Copy out the lines below exactly as they appear, leaving out the picture.

* **DATA RECORDS**:
********************

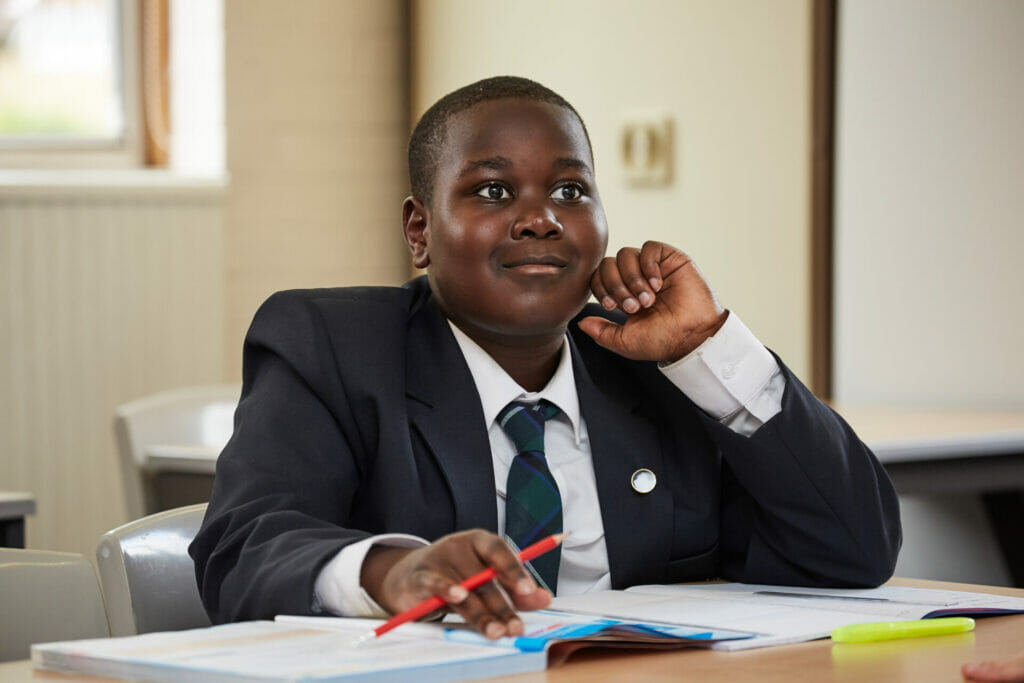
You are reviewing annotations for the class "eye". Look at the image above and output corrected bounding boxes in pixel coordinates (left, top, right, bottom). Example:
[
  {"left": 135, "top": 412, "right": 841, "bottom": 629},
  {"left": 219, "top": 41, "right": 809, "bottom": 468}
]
[
  {"left": 551, "top": 182, "right": 583, "bottom": 202},
  {"left": 476, "top": 182, "right": 512, "bottom": 202}
]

********************

* **THE COMPLETED TASK**:
You are reviewing annotations for the class "eye". Look at the image above and output corrected bounding boxes in pixel coordinates (left, top, right, bottom). Example:
[
  {"left": 135, "top": 412, "right": 841, "bottom": 629},
  {"left": 219, "top": 41, "right": 809, "bottom": 468}
]
[
  {"left": 551, "top": 182, "right": 583, "bottom": 202},
  {"left": 476, "top": 182, "right": 512, "bottom": 202}
]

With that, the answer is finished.